What is being asked: Reproduce only the lines that run from the line containing "Annotate the boy" to the end of the entries below, exactly as they stand.
BEGIN Material provided
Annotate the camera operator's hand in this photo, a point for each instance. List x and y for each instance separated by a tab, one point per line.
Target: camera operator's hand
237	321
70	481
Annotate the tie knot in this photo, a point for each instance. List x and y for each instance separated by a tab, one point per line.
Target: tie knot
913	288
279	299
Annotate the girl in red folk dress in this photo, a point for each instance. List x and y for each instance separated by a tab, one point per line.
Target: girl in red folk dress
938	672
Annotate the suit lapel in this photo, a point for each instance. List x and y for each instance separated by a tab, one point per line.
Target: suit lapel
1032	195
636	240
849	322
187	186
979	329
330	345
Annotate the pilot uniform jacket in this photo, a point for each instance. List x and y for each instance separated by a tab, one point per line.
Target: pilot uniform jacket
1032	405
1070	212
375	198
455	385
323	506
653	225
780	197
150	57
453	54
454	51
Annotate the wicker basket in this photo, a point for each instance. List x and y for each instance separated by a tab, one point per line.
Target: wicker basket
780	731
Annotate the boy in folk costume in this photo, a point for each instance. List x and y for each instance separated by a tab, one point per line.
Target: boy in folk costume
END Material provided
Response area:
Annotate the boy in folk costume in this photo, a point for each instance. List x and y for each instance separated by a tab, one point per line.
Target: boy in folk costume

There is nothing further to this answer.